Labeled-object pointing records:
(begin)

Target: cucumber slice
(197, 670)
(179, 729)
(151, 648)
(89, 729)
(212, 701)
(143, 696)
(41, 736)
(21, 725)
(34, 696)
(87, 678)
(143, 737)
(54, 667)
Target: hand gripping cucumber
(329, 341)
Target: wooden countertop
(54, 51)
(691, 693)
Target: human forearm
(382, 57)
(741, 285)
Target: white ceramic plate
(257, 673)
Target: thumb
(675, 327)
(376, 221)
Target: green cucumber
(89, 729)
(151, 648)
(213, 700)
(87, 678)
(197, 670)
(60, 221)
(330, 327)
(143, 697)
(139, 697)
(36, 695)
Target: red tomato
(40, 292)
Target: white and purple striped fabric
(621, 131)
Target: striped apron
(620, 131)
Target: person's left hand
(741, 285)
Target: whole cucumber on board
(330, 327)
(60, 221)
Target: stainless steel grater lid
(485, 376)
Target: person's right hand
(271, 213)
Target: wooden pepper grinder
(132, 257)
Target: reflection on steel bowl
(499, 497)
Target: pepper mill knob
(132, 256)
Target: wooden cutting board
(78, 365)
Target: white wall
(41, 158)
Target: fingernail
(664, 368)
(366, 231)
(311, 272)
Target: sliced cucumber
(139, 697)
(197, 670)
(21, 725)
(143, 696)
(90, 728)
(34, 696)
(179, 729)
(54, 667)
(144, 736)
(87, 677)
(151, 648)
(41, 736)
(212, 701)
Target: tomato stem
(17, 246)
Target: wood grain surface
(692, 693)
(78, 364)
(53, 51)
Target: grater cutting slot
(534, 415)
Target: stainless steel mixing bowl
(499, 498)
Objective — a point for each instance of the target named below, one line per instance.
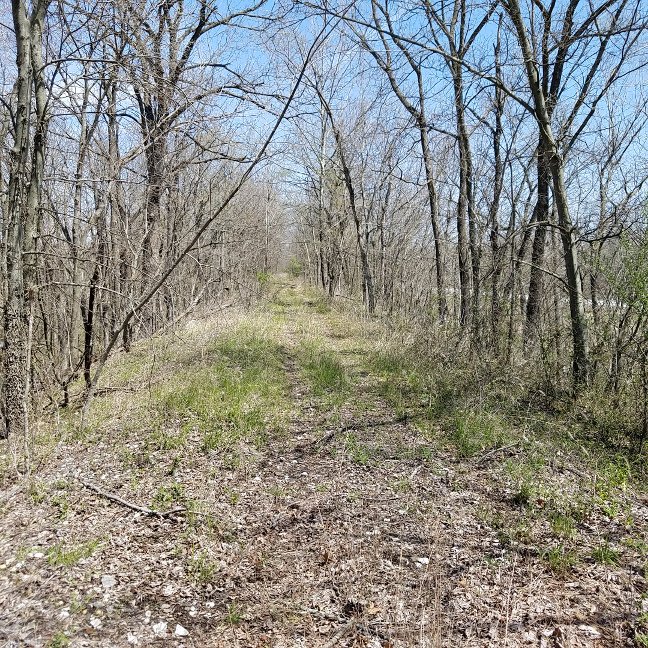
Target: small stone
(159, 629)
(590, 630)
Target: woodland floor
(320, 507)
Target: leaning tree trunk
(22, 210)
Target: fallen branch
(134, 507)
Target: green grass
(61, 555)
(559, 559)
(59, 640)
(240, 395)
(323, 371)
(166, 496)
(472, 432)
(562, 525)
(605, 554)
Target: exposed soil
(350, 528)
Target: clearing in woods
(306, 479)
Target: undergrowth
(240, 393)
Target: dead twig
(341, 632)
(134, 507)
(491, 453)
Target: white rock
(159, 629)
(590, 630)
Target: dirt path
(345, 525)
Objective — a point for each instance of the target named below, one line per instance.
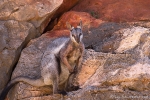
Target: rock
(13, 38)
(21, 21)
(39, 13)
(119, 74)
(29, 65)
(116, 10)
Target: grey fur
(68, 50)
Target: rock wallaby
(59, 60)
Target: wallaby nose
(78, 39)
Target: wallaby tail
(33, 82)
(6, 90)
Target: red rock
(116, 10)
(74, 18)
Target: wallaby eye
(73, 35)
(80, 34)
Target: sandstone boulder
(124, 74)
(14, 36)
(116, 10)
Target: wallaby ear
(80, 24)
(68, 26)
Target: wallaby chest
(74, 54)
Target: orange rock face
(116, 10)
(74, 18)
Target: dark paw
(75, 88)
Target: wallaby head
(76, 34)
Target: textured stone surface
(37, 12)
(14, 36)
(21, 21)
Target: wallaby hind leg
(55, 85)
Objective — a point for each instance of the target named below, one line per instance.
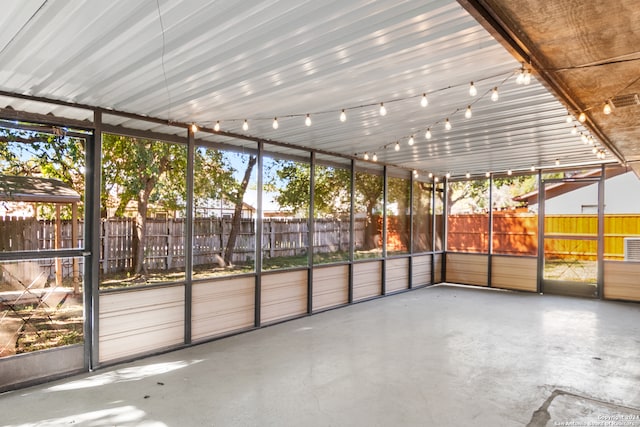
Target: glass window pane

(end)
(begin)

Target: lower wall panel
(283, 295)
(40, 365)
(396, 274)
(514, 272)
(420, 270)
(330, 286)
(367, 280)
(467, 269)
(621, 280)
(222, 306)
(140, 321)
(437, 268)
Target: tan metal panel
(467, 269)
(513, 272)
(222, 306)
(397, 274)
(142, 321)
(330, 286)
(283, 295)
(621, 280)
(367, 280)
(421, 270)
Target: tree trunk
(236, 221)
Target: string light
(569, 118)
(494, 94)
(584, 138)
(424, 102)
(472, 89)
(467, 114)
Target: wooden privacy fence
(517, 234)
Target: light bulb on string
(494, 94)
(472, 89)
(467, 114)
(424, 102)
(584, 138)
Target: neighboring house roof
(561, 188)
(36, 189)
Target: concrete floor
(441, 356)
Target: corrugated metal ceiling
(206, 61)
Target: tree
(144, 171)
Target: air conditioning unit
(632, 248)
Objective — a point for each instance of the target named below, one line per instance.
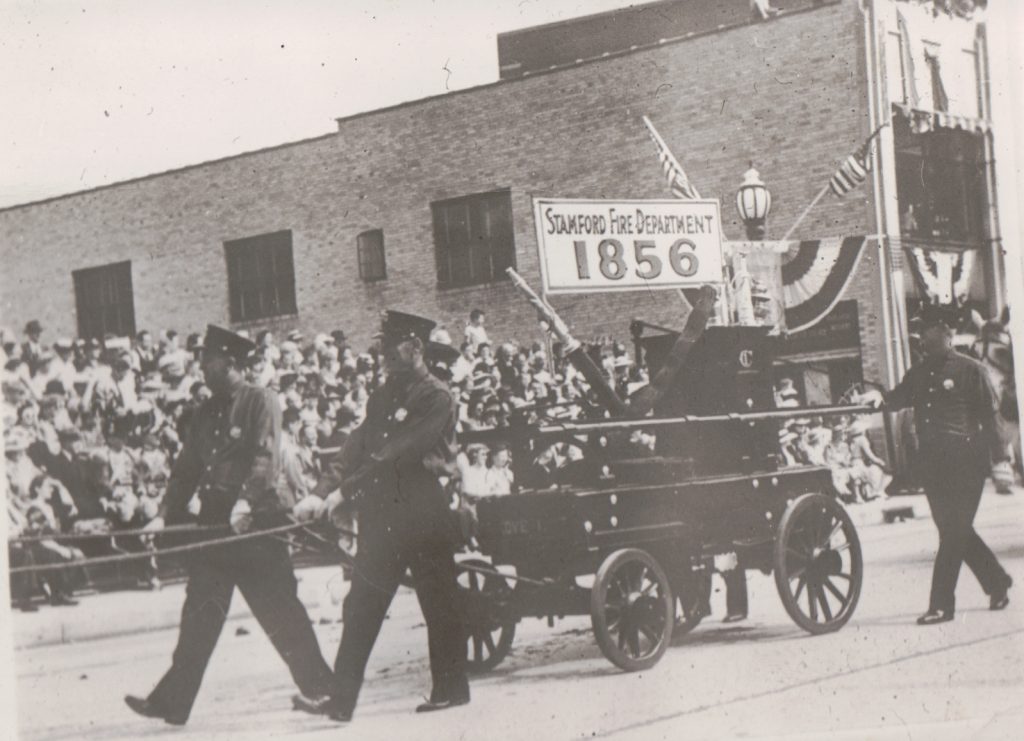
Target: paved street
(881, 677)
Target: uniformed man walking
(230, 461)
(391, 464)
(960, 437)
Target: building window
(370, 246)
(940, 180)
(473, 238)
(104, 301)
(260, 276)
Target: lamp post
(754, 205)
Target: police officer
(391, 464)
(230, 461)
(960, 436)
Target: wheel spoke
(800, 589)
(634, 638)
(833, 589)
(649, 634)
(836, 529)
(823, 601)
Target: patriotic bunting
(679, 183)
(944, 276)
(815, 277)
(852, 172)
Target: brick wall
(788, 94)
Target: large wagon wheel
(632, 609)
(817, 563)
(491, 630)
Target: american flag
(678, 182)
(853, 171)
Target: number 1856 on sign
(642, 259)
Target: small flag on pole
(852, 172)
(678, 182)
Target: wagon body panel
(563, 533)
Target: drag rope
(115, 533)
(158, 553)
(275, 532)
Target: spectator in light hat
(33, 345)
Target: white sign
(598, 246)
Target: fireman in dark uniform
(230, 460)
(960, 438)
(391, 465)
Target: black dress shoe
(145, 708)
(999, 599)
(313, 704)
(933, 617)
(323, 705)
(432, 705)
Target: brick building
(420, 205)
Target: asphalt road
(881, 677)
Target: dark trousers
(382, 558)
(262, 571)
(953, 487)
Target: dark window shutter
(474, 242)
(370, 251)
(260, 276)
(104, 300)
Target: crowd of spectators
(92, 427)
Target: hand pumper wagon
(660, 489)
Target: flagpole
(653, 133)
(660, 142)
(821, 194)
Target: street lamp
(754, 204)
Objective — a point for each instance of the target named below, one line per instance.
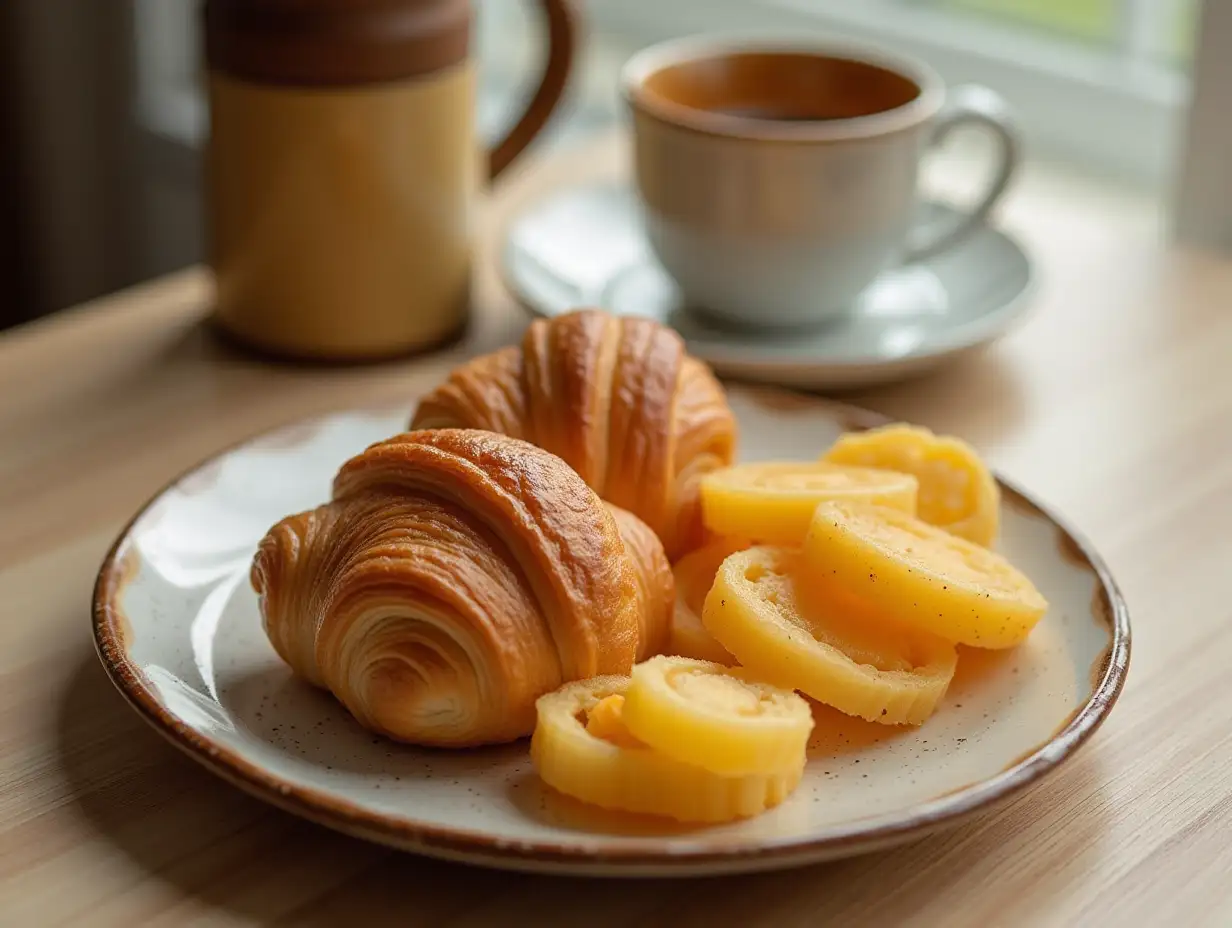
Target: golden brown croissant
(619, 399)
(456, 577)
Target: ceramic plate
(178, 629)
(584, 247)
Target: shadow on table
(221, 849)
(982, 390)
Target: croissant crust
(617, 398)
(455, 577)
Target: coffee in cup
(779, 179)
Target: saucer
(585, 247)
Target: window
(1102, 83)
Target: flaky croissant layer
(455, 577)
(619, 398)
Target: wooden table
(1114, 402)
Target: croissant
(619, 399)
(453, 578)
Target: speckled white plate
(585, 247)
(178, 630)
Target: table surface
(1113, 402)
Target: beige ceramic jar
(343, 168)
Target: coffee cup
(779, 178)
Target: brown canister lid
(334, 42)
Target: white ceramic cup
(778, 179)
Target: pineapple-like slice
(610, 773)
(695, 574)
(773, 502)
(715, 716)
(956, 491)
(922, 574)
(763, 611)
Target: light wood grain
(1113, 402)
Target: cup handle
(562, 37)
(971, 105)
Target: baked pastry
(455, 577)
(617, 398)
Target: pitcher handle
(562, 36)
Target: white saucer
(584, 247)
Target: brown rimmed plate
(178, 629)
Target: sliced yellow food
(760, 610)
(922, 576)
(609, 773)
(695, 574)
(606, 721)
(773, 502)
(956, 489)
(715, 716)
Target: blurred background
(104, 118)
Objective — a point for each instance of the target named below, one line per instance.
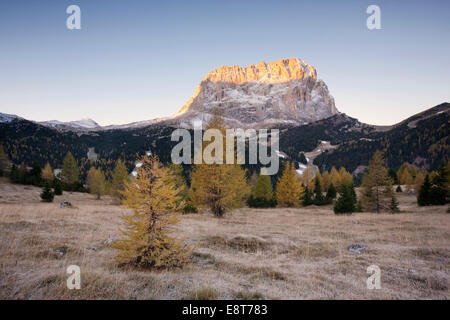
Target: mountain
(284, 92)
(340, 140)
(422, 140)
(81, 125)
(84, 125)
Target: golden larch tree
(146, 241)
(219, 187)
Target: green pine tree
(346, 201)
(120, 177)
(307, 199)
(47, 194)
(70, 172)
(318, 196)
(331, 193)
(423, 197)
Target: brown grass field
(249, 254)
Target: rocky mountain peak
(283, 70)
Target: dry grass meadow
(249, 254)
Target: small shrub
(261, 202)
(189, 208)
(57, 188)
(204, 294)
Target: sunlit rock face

(end)

> **The task**:
Gather every line in the records that contains the string "striped". Match case exactly.

> **Written solution**:
Target: white and purple striped fabric
Target: striped apron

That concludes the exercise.